--- Task to carry out ---
What is needed here is every entry, retyped exactly.

Dataset entries
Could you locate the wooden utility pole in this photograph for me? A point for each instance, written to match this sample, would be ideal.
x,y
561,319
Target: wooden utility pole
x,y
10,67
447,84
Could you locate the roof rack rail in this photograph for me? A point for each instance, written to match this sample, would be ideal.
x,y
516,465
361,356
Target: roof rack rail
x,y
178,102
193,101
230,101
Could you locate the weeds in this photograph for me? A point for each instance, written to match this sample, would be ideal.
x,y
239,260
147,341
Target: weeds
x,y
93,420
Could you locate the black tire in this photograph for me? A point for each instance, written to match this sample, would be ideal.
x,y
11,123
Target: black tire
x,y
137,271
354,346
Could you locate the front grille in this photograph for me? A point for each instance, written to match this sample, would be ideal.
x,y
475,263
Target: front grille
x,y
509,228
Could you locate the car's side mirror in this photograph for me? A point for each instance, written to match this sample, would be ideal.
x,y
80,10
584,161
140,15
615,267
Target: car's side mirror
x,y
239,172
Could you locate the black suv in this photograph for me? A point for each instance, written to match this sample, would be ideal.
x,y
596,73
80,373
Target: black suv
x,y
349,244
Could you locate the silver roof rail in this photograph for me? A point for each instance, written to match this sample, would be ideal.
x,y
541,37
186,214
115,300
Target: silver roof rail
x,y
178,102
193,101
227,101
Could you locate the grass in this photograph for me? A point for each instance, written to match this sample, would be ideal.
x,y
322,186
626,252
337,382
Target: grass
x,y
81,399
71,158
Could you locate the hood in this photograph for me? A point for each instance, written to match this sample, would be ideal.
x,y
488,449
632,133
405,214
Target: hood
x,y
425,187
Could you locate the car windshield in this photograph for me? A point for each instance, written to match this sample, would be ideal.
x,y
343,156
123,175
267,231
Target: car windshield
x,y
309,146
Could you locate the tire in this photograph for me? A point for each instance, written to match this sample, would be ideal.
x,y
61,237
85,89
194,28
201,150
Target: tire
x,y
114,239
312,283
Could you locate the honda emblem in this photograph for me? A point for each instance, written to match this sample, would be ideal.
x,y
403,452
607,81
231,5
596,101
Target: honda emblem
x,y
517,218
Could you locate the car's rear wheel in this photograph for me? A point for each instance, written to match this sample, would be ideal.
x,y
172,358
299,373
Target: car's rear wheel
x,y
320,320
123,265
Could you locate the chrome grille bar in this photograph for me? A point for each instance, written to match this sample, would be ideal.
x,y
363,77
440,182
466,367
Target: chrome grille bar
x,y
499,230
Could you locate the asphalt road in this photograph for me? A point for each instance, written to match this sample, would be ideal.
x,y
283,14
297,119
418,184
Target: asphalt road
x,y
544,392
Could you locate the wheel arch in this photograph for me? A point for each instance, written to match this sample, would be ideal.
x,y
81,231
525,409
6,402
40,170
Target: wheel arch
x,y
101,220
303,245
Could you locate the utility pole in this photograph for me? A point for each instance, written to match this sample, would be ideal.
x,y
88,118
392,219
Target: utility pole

--- Task answer ---
Could you locate the wooden utility pole in this photograph for me? A point for each instance, written to match this sample, would be ideal.
x,y
561,319
Target: wooden utility pole
x,y
10,67
447,84
Could you locate the roof rack rail in this photograph for me? A point for each instance, written to match this sample, would be ideal.
x,y
516,465
361,356
Target: roof rack rail
x,y
178,102
193,101
230,101
Could you locate the weeds in this photograph for me? A point for each instance, written to match this sample, would be ideal.
x,y
239,260
147,341
Target: weeds
x,y
93,420
Could you locate the black tire in this photograph for me? A point for each instance, written to match this sample, would be ideal.
x,y
11,123
Target: black tire
x,y
137,271
354,346
Could you locate the front grille in this photograph for me? A point for each instance, written to match this sample, would be ideal.
x,y
475,263
Target: front grille
x,y
509,228
Could you locate the car's side mirror in this photograph for me? A point for each instance, written to match this sample, would be ideal.
x,y
80,10
584,161
140,15
615,267
Target: car's side mirror
x,y
239,172
Could you locate the black suv in this photograph for me? A point for each instance, written to match this sample, would be ideal.
x,y
596,73
80,373
Target: black suv
x,y
349,244
Could you locate the silver roof rail in this photograph for me? A point for each instance, written to match this sample, would be ideal.
x,y
541,37
186,214
115,300
Target: silver roof rail
x,y
178,102
193,101
227,101
Could you locate the grass in this photograph for me? A point for each instance, written to match this sample, would be ideal.
x,y
322,186
626,252
337,382
Target: grass
x,y
81,399
71,158
Could you locate the hood in this photograph for me? A point for each instance, written to match this sample, would be ideal.
x,y
488,449
632,133
405,214
Target: hood
x,y
425,187
Could you locate the car windshield in this photograph for me? A point for each instance, written to match this sample, would be ideal.
x,y
343,156
123,175
267,231
Target: car windshield
x,y
309,146
Could you locate the tire in this photograph for me? A point for each instance, written to match this sample, would be ideal.
x,y
61,237
85,89
194,28
201,150
Target: tire
x,y
114,239
312,283
Could you locate the honda emblem in this photograph for me? A point for each instance, written to match this sample, would be ideal.
x,y
403,452
607,81
231,5
596,101
Target: honda emblem
x,y
517,218
Could you locate the car's rear wheel in this photograph for me? A point for each instance, written to match this sample, would be ideal.
x,y
172,358
299,373
Target: car's rear wheel
x,y
320,320
123,265
Could you locate the chrome grille bar in this photograph for me? A point for each instance, written to match this sample, would be ideal.
x,y
363,77
440,182
466,367
Target: chrome grille bar
x,y
499,230
Could you locate the asphalt road in this photograph for me? A point for each instance, written to match this sample, would be ideal.
x,y
283,14
297,119
418,184
Target: asphalt road
x,y
544,392
Could you locate the wheel arch in this photograph for me? A point for each instance, written to match this sample, would be ideal.
x,y
81,231
525,409
6,402
40,170
Target: wheel arch
x,y
101,220
303,245
Could you locate the utility pole in this photograph for me? A point for each instance, written to match this sample, would be ideal.
x,y
88,118
392,219
Target: utility pole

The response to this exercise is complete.